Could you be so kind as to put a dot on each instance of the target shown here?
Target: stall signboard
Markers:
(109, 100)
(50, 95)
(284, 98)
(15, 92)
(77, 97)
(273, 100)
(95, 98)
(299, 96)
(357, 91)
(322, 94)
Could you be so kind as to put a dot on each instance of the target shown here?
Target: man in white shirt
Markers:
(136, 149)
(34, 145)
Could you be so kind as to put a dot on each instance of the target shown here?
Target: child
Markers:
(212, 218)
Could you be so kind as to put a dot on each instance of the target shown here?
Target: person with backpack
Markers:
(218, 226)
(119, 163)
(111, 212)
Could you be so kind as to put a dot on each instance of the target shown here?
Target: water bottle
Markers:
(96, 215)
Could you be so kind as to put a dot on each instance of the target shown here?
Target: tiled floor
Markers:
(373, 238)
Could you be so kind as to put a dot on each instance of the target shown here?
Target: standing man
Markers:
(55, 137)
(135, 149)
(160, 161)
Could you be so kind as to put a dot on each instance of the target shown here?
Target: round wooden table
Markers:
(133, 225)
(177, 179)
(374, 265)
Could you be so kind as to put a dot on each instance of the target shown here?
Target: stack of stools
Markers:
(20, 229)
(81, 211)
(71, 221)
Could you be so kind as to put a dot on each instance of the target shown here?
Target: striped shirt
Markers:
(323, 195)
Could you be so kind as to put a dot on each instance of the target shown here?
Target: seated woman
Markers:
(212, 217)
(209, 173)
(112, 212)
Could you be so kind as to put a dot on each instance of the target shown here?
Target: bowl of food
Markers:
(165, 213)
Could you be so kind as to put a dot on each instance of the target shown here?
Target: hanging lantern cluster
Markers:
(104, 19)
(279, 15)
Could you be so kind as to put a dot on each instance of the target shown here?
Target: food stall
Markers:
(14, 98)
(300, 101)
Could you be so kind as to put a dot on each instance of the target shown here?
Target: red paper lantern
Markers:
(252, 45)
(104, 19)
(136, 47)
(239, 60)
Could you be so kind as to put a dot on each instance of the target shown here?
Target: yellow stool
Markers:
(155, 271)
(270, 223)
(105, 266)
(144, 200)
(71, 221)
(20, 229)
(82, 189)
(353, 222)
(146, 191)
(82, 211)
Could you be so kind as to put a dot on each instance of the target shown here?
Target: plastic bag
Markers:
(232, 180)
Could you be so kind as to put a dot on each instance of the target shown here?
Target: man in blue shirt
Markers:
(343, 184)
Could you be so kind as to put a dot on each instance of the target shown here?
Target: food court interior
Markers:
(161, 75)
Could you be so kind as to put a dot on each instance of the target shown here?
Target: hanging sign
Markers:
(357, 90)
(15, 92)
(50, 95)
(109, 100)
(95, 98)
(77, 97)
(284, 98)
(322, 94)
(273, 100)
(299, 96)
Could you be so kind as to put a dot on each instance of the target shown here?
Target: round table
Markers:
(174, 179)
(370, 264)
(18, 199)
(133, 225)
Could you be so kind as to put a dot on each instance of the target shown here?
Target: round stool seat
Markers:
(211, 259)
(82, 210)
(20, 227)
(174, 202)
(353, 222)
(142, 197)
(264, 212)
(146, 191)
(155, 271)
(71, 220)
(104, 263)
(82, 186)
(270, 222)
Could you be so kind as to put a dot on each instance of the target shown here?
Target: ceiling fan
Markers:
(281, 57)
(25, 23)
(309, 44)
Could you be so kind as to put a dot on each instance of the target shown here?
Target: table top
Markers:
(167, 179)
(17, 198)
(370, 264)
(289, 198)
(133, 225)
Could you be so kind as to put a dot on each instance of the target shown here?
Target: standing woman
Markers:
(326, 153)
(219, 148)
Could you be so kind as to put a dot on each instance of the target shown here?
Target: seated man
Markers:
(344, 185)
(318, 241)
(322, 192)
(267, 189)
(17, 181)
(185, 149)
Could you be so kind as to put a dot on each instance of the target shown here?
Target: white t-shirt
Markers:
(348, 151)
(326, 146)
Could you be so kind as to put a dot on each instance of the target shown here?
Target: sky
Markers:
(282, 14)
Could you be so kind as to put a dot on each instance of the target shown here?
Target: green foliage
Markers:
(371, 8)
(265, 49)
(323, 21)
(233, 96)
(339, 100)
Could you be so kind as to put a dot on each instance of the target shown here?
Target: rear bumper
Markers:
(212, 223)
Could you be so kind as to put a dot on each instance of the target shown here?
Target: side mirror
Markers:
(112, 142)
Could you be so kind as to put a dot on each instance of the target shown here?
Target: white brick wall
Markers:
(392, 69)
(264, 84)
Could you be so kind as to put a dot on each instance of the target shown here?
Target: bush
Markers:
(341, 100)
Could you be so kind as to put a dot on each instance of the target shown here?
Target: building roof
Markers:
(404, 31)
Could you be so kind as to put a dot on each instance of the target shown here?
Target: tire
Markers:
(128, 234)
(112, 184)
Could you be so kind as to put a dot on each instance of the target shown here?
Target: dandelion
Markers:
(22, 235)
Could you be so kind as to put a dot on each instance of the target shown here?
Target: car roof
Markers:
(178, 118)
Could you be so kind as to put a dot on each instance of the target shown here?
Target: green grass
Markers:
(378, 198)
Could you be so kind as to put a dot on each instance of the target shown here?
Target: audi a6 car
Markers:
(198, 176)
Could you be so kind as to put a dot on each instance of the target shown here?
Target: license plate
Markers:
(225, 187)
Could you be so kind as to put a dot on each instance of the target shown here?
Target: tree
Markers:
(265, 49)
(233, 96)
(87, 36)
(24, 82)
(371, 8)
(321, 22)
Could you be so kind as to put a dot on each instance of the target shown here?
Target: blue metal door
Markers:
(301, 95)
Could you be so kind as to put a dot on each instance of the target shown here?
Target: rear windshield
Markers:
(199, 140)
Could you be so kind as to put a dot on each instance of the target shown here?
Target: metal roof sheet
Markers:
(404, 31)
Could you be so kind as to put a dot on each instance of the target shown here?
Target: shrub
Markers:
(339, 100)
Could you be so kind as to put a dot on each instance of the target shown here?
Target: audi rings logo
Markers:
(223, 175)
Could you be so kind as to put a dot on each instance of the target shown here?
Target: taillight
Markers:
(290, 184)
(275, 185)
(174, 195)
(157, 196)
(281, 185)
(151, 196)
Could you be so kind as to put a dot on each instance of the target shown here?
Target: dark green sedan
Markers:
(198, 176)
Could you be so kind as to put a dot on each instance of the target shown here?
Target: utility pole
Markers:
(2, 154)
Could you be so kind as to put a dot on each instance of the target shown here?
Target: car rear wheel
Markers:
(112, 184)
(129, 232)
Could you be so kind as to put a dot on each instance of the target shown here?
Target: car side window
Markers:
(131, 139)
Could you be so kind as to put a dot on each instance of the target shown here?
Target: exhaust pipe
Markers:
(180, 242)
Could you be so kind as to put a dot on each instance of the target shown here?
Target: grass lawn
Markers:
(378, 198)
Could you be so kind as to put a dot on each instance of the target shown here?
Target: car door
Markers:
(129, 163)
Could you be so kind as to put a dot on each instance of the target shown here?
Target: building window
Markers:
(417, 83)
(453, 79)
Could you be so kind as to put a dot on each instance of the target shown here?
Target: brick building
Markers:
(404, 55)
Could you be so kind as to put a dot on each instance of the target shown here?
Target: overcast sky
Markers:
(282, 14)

---

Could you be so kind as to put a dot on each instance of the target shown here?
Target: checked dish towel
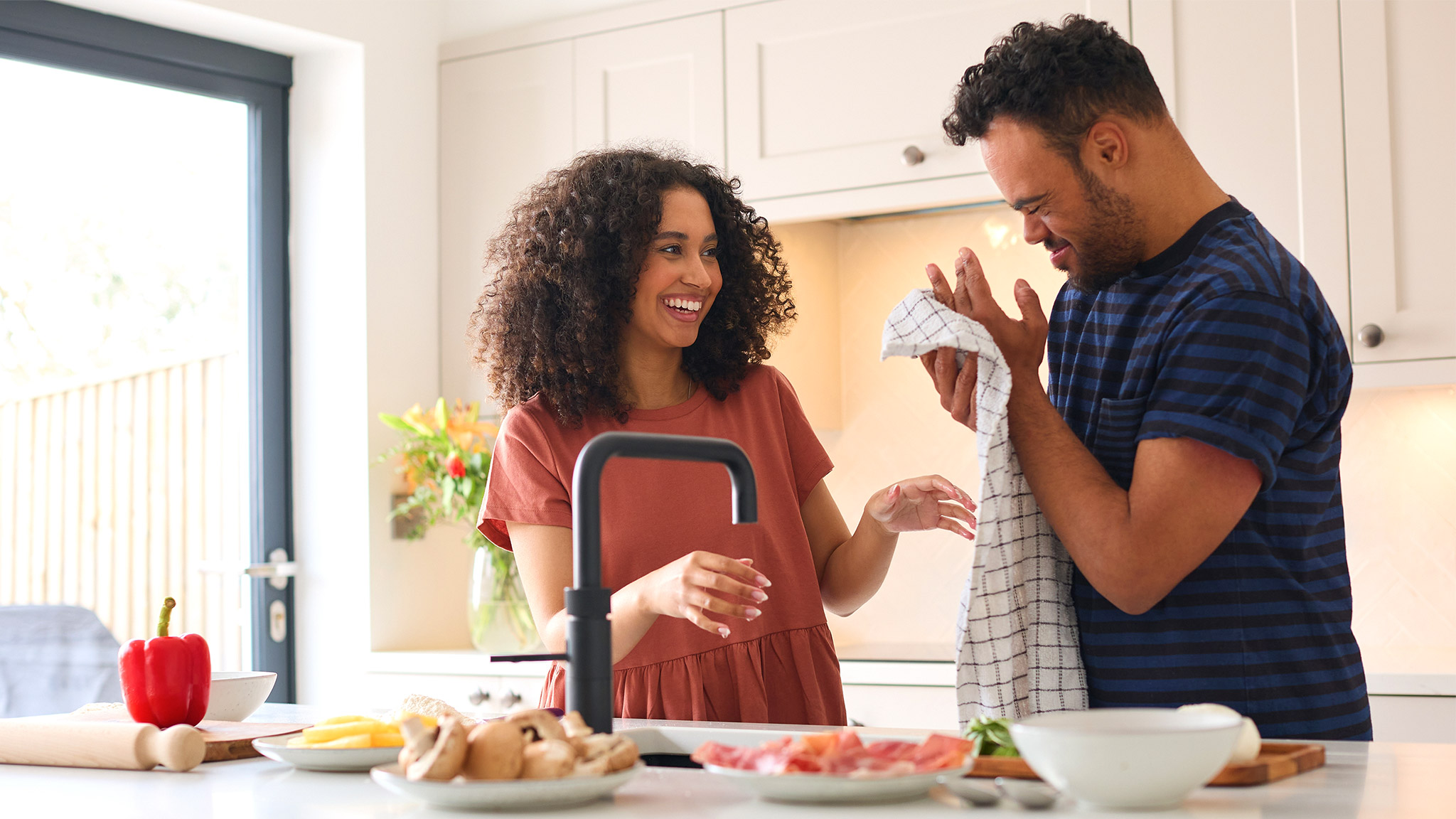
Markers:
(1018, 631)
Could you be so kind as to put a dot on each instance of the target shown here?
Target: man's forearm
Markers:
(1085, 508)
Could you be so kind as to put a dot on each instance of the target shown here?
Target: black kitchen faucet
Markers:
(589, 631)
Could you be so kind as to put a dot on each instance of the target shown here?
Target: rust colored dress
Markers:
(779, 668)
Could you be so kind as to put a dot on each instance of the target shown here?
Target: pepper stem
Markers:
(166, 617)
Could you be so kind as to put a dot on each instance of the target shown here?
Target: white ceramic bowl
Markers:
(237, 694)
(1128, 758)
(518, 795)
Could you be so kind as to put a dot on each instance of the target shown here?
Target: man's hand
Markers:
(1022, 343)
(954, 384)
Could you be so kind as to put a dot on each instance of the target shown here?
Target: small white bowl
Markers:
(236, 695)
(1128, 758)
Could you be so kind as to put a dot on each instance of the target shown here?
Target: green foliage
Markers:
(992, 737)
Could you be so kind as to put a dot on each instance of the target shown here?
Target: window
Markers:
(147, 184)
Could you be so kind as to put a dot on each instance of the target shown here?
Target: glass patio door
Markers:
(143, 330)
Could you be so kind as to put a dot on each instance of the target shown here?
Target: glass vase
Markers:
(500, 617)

* * *

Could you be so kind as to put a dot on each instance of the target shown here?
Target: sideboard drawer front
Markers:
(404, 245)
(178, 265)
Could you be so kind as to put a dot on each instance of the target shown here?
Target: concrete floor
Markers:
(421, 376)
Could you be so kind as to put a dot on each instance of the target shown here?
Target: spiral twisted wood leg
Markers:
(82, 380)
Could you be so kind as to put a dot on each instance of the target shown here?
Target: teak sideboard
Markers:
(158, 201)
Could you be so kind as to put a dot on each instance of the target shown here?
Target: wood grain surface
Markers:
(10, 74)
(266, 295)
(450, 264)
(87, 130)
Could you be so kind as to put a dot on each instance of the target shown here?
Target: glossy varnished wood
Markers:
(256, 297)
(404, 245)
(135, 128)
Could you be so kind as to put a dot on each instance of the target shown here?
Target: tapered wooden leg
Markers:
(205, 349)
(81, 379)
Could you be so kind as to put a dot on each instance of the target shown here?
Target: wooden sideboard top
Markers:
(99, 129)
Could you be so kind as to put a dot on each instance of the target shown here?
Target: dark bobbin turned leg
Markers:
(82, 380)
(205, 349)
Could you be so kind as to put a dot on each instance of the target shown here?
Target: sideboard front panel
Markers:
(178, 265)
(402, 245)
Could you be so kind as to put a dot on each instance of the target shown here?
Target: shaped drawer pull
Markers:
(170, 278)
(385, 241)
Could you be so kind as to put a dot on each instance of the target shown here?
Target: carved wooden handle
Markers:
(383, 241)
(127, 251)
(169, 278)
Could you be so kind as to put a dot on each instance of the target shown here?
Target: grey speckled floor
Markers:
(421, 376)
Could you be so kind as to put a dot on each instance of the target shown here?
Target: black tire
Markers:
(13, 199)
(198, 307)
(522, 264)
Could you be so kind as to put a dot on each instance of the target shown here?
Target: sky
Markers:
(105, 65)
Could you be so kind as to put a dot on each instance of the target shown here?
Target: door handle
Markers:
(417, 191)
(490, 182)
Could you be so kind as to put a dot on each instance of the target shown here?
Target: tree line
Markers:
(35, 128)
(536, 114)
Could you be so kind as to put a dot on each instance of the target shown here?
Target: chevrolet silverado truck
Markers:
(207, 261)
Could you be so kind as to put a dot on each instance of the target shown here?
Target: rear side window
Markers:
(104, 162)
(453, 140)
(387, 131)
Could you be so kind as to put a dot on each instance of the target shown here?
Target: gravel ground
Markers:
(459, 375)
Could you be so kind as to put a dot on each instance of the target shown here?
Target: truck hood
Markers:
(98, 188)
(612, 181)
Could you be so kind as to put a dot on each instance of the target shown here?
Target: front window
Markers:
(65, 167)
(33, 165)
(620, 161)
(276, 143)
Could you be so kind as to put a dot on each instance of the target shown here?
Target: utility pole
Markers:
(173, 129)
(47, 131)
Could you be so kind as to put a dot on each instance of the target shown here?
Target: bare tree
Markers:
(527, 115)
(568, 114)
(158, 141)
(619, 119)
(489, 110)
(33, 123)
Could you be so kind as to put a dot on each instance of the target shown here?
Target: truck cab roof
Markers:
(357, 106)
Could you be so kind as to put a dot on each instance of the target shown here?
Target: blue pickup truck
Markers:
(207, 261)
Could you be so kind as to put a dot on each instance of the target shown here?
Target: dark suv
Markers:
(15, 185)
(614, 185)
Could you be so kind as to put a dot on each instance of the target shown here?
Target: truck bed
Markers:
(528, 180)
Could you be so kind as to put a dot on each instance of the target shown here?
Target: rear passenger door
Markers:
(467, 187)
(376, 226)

• **PROBLEM**: Copy each line of the data that contains the word "table", leaving the other lines out.

• **FINISHED TASK**:
Target: round wooden table
Target: round table
Target: table top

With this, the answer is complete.